▶ The task
Restate word for word the lines of the entries below, starting with the line that holds "Basketball game film review: mark the bare" and ending with the line that holds "Basketball game film review: mark the blue sky", and no others.

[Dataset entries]
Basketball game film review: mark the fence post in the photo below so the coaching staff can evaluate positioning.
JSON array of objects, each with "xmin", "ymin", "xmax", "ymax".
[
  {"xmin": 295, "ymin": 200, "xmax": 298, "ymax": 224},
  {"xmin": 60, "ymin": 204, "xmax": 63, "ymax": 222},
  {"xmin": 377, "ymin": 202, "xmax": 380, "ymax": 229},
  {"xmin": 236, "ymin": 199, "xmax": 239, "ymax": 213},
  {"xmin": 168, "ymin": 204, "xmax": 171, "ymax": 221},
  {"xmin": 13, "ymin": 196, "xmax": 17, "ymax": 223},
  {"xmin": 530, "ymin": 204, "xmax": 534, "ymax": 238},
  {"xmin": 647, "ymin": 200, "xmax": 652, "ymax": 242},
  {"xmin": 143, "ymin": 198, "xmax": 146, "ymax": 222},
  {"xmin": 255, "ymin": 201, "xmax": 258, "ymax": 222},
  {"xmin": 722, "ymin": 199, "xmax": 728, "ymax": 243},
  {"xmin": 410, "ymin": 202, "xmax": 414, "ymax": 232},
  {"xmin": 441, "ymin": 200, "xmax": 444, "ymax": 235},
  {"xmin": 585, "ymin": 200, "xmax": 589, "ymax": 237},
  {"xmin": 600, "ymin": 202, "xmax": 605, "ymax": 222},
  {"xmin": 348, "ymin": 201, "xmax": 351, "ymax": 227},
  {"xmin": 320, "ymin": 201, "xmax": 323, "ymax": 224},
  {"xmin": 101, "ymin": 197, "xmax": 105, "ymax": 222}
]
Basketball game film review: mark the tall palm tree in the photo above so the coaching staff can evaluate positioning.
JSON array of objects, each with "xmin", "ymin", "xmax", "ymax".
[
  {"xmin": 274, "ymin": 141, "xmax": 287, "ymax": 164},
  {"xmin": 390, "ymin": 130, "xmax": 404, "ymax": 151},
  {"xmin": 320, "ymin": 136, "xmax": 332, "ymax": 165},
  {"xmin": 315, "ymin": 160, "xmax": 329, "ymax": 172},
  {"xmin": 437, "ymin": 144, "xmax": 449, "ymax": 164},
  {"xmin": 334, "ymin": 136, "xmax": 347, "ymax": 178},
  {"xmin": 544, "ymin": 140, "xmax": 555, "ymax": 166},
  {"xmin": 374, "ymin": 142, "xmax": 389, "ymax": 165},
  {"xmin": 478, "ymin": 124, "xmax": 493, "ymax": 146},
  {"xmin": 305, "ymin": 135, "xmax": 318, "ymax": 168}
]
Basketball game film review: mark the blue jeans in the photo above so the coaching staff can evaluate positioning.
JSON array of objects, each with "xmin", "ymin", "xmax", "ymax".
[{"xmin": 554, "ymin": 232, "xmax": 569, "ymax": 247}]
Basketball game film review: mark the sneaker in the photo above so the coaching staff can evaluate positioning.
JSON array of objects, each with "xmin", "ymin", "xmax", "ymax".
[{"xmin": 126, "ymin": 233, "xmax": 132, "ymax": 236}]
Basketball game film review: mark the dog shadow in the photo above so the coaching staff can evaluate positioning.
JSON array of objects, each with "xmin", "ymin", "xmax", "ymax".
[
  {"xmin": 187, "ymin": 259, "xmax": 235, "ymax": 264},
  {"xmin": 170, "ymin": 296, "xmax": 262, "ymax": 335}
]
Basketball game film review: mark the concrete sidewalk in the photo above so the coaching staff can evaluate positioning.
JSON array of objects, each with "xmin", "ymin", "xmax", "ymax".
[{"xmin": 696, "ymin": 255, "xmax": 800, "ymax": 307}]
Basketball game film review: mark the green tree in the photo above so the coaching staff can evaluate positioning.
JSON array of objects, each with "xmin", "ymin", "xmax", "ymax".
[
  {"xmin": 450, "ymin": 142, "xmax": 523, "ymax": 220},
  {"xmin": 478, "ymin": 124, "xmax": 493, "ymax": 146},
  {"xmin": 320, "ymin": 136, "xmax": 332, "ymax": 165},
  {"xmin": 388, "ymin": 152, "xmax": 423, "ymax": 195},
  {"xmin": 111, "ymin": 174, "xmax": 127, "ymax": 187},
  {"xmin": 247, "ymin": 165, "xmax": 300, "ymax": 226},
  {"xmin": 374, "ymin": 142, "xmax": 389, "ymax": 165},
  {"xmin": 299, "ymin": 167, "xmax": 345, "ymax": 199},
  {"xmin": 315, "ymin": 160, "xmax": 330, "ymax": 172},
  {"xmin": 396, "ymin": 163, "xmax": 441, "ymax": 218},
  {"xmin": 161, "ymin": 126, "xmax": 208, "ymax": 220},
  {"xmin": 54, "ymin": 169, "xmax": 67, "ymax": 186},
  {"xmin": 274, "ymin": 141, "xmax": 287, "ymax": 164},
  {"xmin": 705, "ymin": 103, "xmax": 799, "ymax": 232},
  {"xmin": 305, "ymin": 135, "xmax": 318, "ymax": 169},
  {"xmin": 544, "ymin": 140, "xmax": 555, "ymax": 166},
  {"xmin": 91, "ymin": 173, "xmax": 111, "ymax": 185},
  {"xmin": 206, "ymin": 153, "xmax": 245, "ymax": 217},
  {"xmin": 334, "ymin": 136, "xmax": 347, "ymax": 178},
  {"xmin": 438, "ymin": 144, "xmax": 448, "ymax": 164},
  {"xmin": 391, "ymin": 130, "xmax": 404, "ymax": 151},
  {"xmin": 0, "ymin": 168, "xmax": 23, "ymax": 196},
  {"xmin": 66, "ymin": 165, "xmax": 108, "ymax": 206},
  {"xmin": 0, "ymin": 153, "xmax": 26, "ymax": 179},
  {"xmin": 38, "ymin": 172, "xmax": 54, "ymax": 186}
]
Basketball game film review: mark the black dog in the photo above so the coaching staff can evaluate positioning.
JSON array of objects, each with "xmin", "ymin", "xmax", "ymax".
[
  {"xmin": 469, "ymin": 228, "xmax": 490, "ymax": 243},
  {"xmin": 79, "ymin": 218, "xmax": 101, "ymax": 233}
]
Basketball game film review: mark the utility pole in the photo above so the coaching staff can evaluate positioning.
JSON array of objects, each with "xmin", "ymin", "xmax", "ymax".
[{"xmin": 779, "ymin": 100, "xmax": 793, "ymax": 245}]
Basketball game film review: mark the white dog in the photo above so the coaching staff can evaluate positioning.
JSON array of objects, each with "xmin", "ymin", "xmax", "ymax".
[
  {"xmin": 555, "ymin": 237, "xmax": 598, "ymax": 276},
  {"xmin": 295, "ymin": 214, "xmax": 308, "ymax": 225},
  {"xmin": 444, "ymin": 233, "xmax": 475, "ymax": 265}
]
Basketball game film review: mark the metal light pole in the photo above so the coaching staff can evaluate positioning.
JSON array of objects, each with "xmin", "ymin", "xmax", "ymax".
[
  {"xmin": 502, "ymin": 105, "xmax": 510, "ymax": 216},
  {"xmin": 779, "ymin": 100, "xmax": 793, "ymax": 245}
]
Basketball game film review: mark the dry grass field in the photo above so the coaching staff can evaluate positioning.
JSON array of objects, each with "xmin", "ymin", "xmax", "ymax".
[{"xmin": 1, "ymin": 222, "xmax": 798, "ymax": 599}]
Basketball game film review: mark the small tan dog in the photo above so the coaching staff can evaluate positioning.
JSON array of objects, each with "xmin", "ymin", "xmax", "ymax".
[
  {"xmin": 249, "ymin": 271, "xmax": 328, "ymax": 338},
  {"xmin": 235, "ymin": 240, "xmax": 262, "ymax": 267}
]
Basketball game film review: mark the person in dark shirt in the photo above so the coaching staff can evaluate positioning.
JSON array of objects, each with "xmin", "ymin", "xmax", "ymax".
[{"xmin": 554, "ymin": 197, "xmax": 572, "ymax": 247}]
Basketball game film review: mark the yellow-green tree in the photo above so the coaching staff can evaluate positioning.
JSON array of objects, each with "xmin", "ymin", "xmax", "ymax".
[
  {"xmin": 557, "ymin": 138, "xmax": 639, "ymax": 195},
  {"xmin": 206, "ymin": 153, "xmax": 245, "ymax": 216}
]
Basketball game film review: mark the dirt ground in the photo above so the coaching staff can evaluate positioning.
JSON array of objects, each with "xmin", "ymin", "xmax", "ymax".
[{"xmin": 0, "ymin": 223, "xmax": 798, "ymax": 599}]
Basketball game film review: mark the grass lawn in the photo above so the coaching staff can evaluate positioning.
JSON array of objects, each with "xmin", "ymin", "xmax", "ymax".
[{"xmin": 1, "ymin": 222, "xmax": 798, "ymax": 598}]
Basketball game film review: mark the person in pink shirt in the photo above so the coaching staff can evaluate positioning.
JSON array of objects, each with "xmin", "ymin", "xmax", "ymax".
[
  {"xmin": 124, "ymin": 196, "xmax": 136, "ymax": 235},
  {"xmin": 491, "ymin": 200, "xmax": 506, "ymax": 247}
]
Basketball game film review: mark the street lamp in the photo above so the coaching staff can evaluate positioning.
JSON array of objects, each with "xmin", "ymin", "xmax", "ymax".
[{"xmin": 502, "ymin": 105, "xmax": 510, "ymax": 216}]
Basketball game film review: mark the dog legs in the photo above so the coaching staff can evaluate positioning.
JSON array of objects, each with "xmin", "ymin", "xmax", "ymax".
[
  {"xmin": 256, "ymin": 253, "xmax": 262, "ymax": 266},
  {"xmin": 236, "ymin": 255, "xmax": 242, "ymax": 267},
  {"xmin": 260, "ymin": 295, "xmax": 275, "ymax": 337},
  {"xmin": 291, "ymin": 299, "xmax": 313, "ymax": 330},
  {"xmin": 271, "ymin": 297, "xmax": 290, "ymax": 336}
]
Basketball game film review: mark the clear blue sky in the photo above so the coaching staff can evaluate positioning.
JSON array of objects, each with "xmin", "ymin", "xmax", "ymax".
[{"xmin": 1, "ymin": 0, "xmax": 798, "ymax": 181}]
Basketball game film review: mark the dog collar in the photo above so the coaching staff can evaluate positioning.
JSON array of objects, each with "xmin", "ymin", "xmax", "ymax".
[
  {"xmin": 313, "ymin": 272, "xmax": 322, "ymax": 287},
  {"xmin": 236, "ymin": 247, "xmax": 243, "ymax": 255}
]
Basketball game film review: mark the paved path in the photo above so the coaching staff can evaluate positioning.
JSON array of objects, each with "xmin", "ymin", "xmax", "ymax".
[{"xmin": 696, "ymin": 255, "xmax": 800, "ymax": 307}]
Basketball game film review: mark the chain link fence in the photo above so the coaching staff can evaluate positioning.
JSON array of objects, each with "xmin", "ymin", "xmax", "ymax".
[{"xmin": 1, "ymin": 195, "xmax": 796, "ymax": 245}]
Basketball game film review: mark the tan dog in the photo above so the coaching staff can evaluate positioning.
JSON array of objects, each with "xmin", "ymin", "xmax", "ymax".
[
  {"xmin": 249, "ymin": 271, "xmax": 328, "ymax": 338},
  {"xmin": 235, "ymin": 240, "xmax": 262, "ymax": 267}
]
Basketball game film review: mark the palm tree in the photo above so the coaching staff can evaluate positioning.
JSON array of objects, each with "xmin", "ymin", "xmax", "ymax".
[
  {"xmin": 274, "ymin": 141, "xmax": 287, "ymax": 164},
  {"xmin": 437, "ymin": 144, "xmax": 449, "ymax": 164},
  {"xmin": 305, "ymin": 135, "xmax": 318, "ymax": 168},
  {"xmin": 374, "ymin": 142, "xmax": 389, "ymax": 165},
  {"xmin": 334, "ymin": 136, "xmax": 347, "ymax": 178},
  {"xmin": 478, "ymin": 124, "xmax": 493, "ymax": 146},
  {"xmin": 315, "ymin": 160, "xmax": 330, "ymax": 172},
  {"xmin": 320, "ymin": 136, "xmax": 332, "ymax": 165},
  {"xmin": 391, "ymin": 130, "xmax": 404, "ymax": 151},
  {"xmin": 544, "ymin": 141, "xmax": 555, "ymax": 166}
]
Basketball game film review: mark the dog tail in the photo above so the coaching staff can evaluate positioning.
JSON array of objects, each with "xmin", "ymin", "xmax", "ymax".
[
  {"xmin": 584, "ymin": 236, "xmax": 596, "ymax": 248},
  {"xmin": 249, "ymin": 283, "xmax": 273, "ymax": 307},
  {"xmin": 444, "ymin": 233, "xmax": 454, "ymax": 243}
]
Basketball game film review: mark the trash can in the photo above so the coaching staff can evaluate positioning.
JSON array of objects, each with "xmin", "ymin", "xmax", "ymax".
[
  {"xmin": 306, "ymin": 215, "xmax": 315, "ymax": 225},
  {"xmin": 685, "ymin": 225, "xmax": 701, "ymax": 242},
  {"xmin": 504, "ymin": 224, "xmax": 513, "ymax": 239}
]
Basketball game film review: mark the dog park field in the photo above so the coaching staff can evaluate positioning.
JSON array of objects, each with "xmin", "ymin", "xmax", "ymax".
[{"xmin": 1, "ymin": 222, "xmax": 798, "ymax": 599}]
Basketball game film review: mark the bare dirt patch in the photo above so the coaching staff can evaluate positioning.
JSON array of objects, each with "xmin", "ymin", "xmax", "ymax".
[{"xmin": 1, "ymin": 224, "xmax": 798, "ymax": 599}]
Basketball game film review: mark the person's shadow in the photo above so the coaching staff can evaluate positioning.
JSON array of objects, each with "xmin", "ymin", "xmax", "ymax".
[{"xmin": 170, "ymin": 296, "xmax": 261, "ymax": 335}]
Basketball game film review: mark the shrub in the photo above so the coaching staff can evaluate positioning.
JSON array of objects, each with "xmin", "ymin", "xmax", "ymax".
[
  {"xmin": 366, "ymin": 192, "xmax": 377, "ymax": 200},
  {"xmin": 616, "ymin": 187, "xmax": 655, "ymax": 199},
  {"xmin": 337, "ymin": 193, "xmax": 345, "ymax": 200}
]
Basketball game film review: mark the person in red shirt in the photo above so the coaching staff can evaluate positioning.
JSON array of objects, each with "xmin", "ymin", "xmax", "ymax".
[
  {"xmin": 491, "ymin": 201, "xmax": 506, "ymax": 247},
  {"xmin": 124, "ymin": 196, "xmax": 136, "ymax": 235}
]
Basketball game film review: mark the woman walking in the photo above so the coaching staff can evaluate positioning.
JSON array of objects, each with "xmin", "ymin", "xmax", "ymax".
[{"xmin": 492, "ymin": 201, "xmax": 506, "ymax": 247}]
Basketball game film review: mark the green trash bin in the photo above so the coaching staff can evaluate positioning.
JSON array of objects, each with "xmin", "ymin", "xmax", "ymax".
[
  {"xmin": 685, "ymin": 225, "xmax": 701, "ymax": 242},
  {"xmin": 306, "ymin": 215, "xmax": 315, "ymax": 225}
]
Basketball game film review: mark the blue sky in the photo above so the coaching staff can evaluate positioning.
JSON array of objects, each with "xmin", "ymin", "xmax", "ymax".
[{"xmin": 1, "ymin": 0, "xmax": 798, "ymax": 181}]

▶ Result of this exercise
Basketball game film review: mark the bare dirt patch in the photo above so the coaching staff can evaluate positioning.
JSON array of objects, each with "xmin", "ymin", "xmax", "ymax".
[{"xmin": 1, "ymin": 224, "xmax": 798, "ymax": 599}]
Basketball game film review: mark the person's shadow in the photo above so the coaching staff can evaluate positioning.
JSON array of objects, each with "xmin", "ymin", "xmax", "ymax".
[{"xmin": 170, "ymin": 296, "xmax": 261, "ymax": 335}]
Basketball game film review: mark the shrub in the photo above so the coaching staff can evaluate positioning.
JSON array of objects, each with "xmin", "ymin", "xmax", "ymax".
[
  {"xmin": 366, "ymin": 192, "xmax": 377, "ymax": 200},
  {"xmin": 616, "ymin": 187, "xmax": 655, "ymax": 199},
  {"xmin": 337, "ymin": 193, "xmax": 345, "ymax": 200}
]
Basketball game film review: mark the person in red shirt in the photo above so the coaching staff can evaluate positioning.
JSON array of objects, each with "xmin", "ymin", "xmax", "ymax".
[
  {"xmin": 491, "ymin": 201, "xmax": 506, "ymax": 247},
  {"xmin": 124, "ymin": 196, "xmax": 136, "ymax": 235}
]
Basketball game film review: mark the woman walking in the photo above so the coaching staff can evaluate positioning.
JSON array of objects, each with "xmin", "ymin", "xmax", "ymax".
[{"xmin": 492, "ymin": 201, "xmax": 506, "ymax": 247}]
Basketball game film review: mark the green trash bin in the photo above so the coaching staff can evaluate positioning.
JSON array of objects, each with "xmin", "ymin", "xmax", "ymax".
[
  {"xmin": 685, "ymin": 225, "xmax": 701, "ymax": 242},
  {"xmin": 306, "ymin": 215, "xmax": 315, "ymax": 225}
]
Basketball game film review: mark the blue sky in the photo above so the coaching staff can evaluate positioning.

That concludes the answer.